» Text provided
Ex 4: How many square meters of metal sheet is required to make a closed cylindrical tank of height $1.8 m$ and base diameter $140 cm$?

Diameter of cylindrical tank  $d = 140 cm$

Radius of cylindrical tank $r = \frac {d}{2} = \frac {140}{2} = 70 cm = 0.7 m$

Height of cylindrical tank $h = 1.8 m$

The amount of metal sheet required is the total surface area of the cylinder.

Total surface area of cylinder = $2 \pi r \left(r + h \right) = 2 \times \frac {22}{7} \times 0.7 \times \left(0.7 + 1.8 \right) = 11 m^{2}$.

Therefore, the metal sheet required to make a closed cylindrical tank is $11 m^{2}$.

Conclusion

The surface area of a 3D shape (solid object) is a measure of the total area that the surface of the object occupies. There are two types of surface areas in a cylinder, viz., curved surface area calculated using the formula $2 \pi rh$ and total surface area calculated using the formula $2 \pi r \left(r + h \right)$, where $r$ and $h$ are the radius of the circular base and height of a cylinder respectively.

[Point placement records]
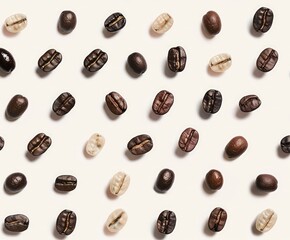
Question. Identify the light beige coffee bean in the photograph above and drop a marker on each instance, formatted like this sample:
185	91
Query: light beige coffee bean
162	23
117	220
220	62
119	183
266	220
15	23
95	144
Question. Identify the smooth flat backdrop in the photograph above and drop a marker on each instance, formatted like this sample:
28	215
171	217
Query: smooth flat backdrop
188	198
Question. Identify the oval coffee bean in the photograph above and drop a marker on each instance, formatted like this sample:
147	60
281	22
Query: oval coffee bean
119	183
140	144
39	144
16	223
263	19
116	220
212	22
188	139
236	147
266	220
16	107
267	60
162	23
212	101
95	60
166	222
217	219
162	102
7	62
249	103
63	104
66	222
220	62
65	183
15	23
115	22
49	60
116	103
176	59
15	182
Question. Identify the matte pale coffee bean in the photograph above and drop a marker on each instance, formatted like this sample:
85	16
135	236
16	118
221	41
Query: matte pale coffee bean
266	220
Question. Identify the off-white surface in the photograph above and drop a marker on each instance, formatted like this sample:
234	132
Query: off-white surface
191	202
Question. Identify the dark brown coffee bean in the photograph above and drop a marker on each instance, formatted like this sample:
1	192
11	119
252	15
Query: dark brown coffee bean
263	19
63	104
66	222
39	144
115	22
217	219
140	144
236	147
49	60
188	139
95	60
162	102
166	222
249	103
266	182
116	103
176	59
267	60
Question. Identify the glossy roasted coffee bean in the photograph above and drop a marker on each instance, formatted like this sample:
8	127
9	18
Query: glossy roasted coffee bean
115	22
95	60
49	60
39	144
16	223
16	107
63	104
188	139
267	60
140	144
66	222
263	19
176	59
212	101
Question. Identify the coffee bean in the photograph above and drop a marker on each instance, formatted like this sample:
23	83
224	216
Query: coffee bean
217	219
95	60
16	223
176	59
140	144
163	102
16	107
137	63
236	147
249	103
67	22
65	183
267	60
212	101
116	103
115	22
66	222
63	104
15	182
166	222
212	22
164	180
214	179
49	60
263	19
39	144
188	139
7	62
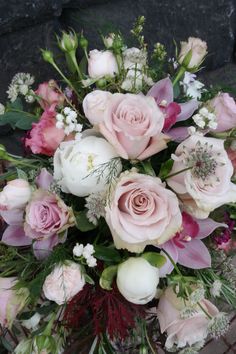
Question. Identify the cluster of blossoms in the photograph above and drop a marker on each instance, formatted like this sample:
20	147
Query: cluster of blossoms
122	192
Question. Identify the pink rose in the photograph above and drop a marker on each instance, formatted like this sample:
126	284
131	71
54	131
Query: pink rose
224	108
95	104
142	212
44	137
46	215
133	124
182	332
50	98
64	282
15	195
11	302
206	185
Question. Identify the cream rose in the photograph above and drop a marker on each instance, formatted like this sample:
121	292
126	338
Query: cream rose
64	282
95	104
206	185
142	212
137	280
102	63
76	163
198	48
133	124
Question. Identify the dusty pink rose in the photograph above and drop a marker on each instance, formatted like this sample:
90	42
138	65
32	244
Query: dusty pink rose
11	303
44	137
182	332
206	185
46	215
50	98
133	124
15	195
64	282
142	212
224	108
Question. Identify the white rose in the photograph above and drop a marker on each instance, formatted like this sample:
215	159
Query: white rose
199	51
94	105
15	195
102	63
137	280
82	167
63	283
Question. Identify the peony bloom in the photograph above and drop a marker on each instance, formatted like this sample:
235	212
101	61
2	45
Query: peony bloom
95	104
76	162
11	301
44	137
137	280
199	51
64	282
133	124
142	212
15	195
101	63
50	98
224	107
46	215
206	185
182	332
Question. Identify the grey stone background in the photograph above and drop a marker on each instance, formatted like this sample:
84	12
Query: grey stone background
28	25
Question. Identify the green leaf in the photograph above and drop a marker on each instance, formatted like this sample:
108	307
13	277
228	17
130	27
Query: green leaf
107	277
107	254
155	259
165	168
82	222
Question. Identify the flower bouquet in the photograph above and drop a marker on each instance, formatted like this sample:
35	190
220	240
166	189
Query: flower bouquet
119	219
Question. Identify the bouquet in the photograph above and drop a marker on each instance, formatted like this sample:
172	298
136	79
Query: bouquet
119	220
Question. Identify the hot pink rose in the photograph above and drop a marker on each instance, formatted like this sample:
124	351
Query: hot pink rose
46	215
224	108
206	185
50	98
11	303
142	212
133	124
45	137
182	332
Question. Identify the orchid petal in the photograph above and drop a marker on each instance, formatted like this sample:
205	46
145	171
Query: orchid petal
195	255
14	235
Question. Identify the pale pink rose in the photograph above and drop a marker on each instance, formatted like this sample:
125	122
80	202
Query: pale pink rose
224	108
133	124
44	137
64	282
206	185
46	215
198	48
95	104
50	98
142	212
15	195
11	303
182	332
101	63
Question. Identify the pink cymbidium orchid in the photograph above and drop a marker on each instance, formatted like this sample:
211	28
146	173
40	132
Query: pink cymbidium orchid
186	248
163	94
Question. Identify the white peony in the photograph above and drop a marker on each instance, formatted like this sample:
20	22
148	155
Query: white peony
82	167
137	280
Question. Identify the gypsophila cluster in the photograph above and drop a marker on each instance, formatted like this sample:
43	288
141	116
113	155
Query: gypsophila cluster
21	84
205	119
216	288
218	325
67	120
86	252
95	203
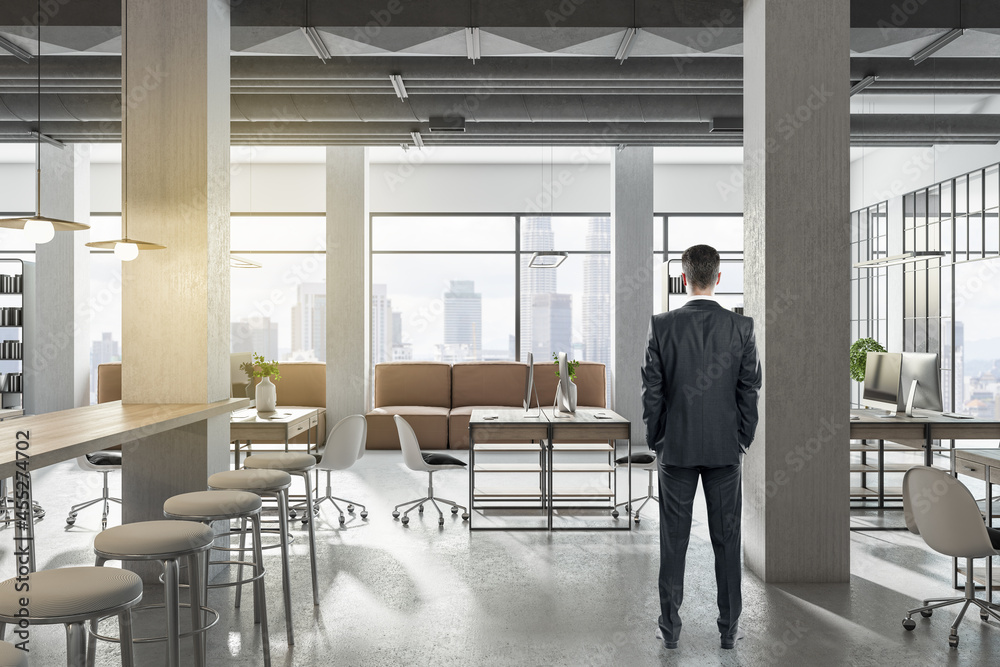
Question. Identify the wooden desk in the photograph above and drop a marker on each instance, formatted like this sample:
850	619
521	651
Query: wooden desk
283	424
513	431
984	465
60	436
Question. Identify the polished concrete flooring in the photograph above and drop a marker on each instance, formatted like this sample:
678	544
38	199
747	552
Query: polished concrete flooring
424	595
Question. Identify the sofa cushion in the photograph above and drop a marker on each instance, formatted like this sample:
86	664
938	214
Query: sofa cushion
429	423
498	383
590	384
413	383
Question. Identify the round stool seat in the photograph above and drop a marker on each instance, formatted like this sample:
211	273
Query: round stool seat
212	504
250	480
72	592
290	461
11	656
149	539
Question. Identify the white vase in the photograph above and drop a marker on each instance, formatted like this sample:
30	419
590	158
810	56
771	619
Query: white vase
267	395
566	403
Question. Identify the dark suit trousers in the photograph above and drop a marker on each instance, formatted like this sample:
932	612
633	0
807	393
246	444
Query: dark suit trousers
724	497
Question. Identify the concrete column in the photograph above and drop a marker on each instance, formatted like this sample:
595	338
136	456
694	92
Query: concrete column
348	342
57	374
796	200
175	302
632	276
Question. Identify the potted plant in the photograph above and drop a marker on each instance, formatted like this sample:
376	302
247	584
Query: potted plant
859	356
267	395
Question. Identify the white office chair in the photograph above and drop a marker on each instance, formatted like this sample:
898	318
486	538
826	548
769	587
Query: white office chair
429	463
943	512
640	461
344	446
104	462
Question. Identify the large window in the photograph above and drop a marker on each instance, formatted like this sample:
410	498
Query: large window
459	287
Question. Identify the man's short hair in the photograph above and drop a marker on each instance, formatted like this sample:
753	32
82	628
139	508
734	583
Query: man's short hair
700	264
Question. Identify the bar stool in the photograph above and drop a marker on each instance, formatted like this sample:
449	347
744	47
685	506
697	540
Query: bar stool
11	656
167	542
273	484
208	506
294	463
73	596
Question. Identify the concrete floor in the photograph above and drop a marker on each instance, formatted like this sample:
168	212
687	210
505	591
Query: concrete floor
420	595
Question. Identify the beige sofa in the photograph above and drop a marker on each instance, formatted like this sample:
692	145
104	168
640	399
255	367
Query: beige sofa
302	384
438	399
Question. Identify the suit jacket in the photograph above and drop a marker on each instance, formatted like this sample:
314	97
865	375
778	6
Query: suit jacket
700	382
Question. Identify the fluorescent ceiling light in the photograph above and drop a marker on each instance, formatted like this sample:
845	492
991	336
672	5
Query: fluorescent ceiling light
926	52
626	45
316	42
906	257
15	50
547	260
472	44
47	139
864	83
397	85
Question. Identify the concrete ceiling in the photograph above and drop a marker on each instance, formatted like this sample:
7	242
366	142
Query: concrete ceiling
547	75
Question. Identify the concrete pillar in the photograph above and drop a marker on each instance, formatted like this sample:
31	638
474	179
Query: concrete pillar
632	278
175	302
348	342
796	200
57	374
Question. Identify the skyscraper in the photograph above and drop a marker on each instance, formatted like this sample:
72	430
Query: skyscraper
309	322
259	335
536	234
551	325
597	293
463	319
382	325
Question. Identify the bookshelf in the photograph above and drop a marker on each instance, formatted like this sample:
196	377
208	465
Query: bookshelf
16	290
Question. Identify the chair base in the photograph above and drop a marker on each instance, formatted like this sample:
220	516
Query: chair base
986	609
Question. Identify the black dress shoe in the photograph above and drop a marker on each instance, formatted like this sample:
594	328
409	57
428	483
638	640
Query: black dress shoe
666	644
730	642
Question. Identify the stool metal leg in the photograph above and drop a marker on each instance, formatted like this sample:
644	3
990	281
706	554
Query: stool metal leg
171	591
125	633
312	536
195	573
260	605
76	644
286	582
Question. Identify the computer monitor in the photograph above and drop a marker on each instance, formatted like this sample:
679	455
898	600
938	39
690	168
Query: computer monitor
882	372
237	377
923	369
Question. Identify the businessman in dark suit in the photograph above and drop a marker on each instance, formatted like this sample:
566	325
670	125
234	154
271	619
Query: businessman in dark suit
700	381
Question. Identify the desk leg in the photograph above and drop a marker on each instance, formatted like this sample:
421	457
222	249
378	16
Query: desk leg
24	522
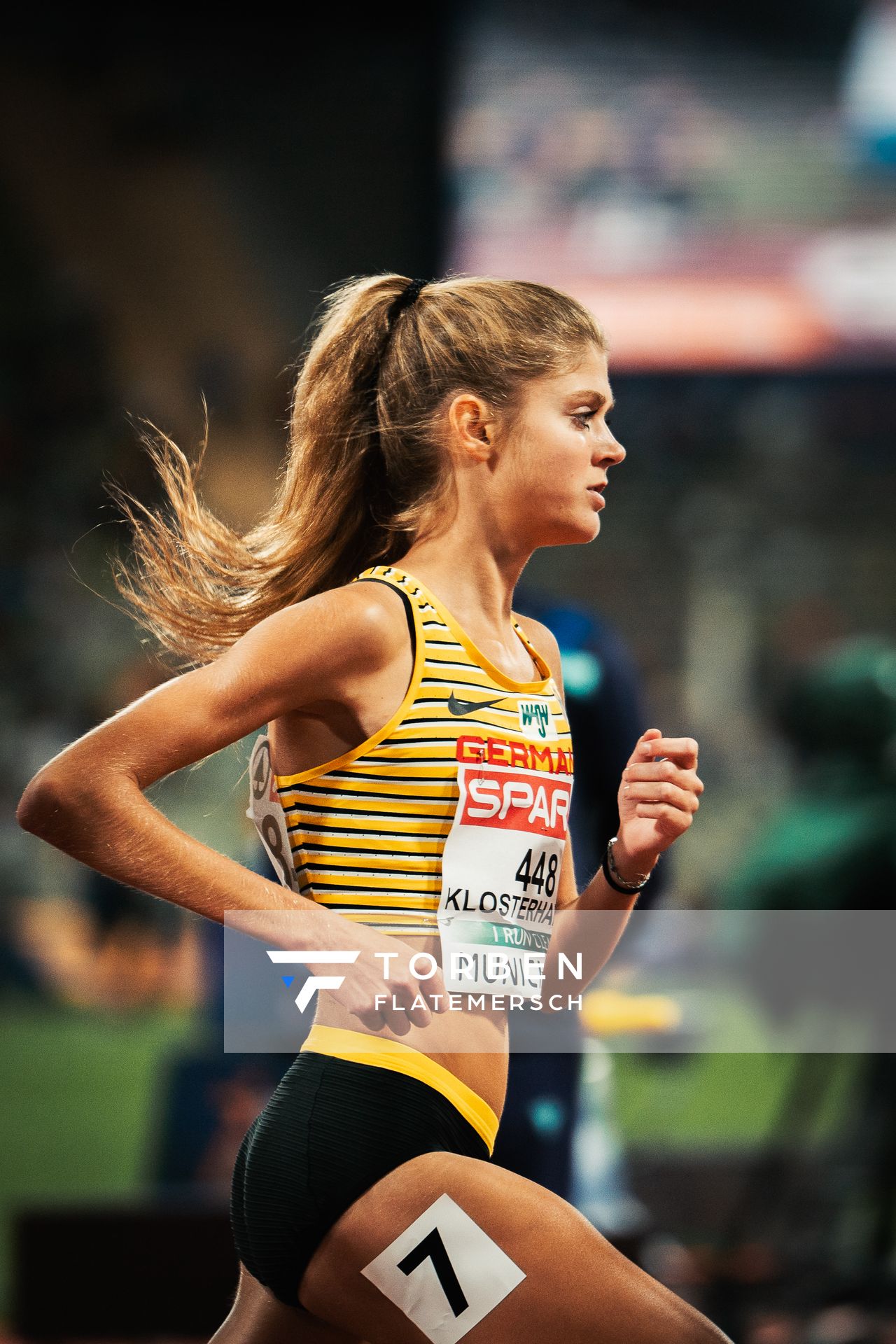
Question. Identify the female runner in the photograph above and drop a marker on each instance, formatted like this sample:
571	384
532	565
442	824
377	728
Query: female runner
441	432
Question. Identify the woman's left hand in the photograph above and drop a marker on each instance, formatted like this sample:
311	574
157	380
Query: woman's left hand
657	799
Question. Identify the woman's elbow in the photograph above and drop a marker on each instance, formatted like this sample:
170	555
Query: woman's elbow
42	804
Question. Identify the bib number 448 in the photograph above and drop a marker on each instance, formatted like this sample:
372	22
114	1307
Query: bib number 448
543	876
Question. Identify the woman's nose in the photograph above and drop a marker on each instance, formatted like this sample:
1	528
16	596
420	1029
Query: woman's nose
612	452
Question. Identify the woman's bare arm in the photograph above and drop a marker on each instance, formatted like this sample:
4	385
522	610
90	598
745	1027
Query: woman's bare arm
89	800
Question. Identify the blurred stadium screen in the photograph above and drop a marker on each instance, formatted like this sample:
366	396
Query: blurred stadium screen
720	206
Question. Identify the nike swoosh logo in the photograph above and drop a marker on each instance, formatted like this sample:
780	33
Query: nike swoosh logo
461	707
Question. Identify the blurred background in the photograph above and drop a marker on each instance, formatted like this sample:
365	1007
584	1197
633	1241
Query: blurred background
719	186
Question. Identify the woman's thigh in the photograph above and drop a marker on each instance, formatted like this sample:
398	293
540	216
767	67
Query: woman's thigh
258	1317
498	1260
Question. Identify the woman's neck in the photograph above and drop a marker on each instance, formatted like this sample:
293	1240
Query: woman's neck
475	582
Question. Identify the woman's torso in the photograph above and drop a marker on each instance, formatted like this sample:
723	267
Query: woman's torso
368	828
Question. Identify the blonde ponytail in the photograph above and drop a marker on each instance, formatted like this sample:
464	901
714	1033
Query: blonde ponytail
365	467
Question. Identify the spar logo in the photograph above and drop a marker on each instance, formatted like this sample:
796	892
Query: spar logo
514	800
301	958
536	720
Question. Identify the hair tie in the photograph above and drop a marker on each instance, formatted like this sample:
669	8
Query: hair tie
405	300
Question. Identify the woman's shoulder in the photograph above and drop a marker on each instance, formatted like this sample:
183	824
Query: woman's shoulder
543	640
355	622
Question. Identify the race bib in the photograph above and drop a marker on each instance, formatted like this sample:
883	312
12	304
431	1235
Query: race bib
500	874
265	809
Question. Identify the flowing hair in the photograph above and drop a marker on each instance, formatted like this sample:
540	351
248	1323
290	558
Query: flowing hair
365	465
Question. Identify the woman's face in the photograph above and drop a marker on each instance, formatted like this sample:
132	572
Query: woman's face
559	454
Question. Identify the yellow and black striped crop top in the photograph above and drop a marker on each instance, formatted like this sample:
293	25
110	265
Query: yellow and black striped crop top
367	831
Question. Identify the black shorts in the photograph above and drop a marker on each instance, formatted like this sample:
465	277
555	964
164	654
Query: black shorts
340	1120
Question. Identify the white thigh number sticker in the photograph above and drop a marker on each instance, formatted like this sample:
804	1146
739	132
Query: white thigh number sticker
444	1272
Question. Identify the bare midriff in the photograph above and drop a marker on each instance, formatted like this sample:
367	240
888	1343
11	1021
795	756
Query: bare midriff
472	1043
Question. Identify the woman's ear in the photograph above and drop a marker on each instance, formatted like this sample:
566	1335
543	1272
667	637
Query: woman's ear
472	426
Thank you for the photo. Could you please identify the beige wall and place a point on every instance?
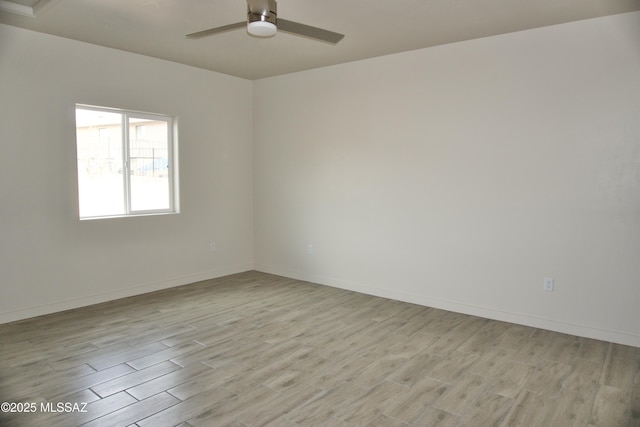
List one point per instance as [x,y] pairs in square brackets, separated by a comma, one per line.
[460,176]
[457,177]
[49,260]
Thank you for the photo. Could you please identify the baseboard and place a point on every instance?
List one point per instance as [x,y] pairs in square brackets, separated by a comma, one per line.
[458,307]
[143,288]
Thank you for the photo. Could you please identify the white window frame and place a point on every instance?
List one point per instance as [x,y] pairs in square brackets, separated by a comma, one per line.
[172,156]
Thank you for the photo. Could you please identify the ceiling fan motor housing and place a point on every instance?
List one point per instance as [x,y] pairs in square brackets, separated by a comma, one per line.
[262,11]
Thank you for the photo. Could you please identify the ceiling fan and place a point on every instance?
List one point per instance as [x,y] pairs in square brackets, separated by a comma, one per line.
[262,21]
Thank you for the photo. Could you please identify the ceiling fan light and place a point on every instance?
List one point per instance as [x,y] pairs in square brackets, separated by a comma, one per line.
[261,28]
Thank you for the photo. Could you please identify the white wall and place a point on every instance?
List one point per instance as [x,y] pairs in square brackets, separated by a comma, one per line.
[49,260]
[460,176]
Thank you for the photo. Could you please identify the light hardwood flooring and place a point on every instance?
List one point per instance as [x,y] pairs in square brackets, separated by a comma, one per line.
[255,349]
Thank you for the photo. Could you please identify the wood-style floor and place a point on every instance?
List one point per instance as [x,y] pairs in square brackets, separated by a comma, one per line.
[254,349]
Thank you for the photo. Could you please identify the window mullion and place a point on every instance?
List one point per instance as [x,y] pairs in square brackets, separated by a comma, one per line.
[127,161]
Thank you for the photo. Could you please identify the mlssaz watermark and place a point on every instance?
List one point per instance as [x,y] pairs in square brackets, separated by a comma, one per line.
[47,407]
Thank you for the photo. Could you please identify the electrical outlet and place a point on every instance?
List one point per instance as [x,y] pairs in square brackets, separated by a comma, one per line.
[548,284]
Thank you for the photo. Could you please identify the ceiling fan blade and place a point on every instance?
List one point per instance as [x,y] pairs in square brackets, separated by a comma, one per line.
[309,31]
[217,30]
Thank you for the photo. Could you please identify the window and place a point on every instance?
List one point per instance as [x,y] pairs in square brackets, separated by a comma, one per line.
[125,162]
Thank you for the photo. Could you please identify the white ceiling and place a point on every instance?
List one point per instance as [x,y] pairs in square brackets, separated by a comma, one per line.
[372,28]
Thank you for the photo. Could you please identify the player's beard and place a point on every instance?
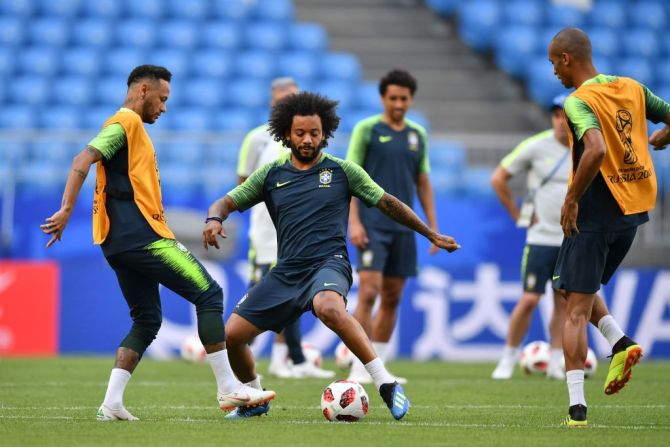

» Challenge
Continue the cylinder surface area text after its last sentence.

» Final result
Practice Problems

1. Find the total surface area of a cylinder whose radius is $5 cm$ and height is $7 cm$.
2. The cost of painting a cylindrical container is ₹$0.40 per $cm^{2}$. Find the cost of painting $20$ containers of radius $50 cm$, and height $80 cm$.
3. Find the height of a cylinder if its total surface area is $2552 in^{2}$ and the radius is $14 in$.
4. Find the curved surface area of a cylinder whose diameter is $56 cm$ and height is $20 cm$.
5. The curved surface area of a cylinder is $144 ft^{2}$. If the radius of the cylinder is $7 ft$, find the height of the cylinder.
6. Which of the following cylinder has the largest surface area?
   • A cylinder with a radius of $10 ft$ and a height of $20 ft$.
   • A cylinder with a radius of $20 ft$ and a height of $10 ft$.
   • A cylinder with a diameter of $30 ft$ and a height of $20 ft$.
7. What is the total surface area of a cylinder with a radius of $12$ inches and a height of $14$ inches? $\left( \pi = 3.14 \right)$.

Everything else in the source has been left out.